» **WORK ORDER**
Read the data below. Every line holding the string "umbrella" must be copied.

» **RECORDS FOR THE EXERCISE**
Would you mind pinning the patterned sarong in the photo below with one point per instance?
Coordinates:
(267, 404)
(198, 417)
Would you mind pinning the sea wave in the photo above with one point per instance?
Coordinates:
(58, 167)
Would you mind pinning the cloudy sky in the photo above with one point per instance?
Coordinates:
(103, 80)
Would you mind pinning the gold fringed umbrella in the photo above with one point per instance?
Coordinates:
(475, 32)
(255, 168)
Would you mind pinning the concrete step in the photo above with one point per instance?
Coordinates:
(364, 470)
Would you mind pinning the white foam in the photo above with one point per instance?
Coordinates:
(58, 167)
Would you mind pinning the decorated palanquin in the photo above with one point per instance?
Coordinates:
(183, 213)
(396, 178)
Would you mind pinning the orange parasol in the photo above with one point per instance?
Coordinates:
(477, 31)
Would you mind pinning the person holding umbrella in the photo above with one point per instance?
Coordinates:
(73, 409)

--

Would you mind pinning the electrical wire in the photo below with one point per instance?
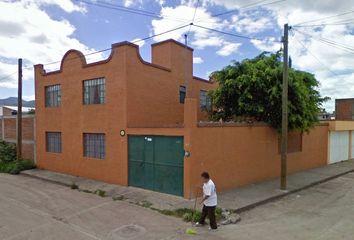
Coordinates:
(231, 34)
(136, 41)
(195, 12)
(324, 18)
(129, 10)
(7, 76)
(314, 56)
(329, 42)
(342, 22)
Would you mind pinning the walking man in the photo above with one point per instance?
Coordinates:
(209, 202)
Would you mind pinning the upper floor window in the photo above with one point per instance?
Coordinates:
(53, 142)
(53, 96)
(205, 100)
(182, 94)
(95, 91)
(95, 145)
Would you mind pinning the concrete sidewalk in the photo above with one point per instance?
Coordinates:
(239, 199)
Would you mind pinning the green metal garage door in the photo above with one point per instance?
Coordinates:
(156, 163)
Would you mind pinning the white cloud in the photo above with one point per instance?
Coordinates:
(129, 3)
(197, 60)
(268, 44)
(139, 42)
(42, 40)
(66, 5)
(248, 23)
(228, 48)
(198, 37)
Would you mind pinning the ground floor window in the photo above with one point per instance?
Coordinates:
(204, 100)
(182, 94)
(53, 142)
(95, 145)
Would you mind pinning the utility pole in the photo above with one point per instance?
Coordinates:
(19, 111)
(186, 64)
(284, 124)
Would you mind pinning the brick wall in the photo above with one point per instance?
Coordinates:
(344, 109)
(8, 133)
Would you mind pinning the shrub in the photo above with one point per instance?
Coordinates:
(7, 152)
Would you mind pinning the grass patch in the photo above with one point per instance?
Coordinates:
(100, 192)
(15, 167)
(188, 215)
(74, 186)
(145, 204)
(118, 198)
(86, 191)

» **RESPONSE BELOW**
Would you mind pinning the gold fringed umbrella in the photo above with one point per instance?
Would you mind pinning the person holding umbrella in the photo above with one point per instance?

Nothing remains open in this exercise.